**Assignment**
Check each line of the entries for "overhead" and report the ones that have it.

**Input data**
- - - -

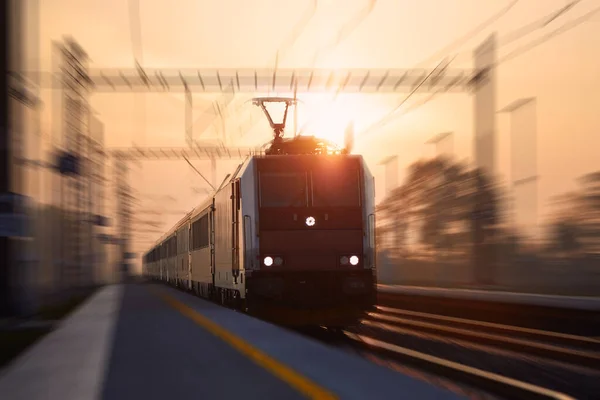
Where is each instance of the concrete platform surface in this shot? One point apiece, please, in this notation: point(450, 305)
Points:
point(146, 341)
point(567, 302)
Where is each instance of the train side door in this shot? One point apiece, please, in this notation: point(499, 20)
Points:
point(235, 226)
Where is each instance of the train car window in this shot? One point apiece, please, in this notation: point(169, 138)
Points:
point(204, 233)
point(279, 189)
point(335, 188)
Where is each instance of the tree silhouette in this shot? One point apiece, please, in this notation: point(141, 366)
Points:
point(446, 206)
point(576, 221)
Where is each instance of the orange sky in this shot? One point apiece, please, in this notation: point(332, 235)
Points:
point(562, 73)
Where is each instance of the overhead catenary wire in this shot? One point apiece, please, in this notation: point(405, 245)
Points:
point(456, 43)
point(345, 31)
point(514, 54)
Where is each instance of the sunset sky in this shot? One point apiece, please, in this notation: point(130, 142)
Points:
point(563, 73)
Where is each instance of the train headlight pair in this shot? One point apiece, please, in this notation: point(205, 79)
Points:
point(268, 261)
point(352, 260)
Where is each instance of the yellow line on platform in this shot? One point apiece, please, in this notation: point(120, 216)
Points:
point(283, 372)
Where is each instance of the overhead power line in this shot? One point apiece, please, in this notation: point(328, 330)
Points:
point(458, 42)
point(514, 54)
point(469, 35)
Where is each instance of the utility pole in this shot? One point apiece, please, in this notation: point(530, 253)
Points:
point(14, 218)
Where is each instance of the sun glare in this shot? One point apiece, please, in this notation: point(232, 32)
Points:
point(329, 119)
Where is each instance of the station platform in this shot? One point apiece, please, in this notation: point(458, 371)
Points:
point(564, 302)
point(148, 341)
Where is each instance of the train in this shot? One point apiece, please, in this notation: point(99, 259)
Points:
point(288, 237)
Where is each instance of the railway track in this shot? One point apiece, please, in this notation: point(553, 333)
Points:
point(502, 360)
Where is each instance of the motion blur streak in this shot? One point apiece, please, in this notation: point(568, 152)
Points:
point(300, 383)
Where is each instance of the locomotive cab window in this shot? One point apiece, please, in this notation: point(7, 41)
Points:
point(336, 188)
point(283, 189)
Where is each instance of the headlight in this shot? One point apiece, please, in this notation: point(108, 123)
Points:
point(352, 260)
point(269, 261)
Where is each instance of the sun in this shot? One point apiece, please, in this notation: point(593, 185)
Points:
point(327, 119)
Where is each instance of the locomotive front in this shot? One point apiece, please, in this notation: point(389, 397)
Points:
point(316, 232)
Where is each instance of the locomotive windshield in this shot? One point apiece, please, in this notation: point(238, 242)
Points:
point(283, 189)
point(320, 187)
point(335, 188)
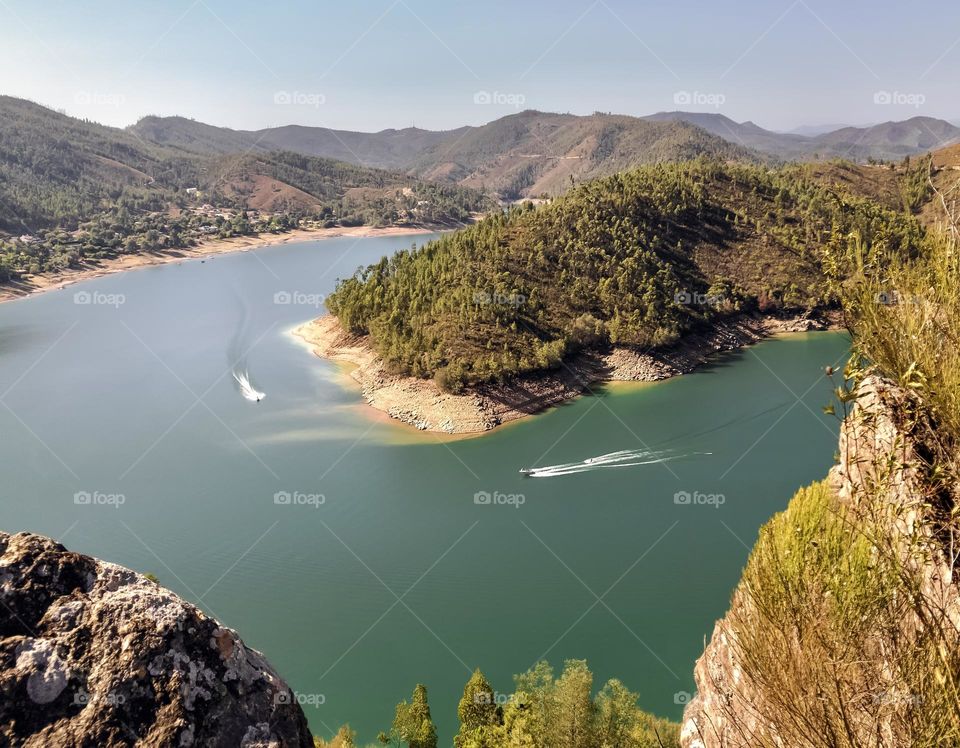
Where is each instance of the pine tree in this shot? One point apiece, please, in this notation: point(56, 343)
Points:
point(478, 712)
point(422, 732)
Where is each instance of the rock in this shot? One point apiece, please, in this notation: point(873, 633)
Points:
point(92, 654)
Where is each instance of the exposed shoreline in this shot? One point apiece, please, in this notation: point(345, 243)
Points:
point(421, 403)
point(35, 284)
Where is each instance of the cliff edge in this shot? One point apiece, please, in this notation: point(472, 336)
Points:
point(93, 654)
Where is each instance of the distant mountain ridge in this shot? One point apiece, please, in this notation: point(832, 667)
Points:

- - - -

**Expected output**
Where is each instance of the overhead catenary wire in this shot? One point apiece, please, in this notation: point(405, 245)
Where is each instance of the overhead power line in this shot? One point apiece, please, in this notation: point(328, 330)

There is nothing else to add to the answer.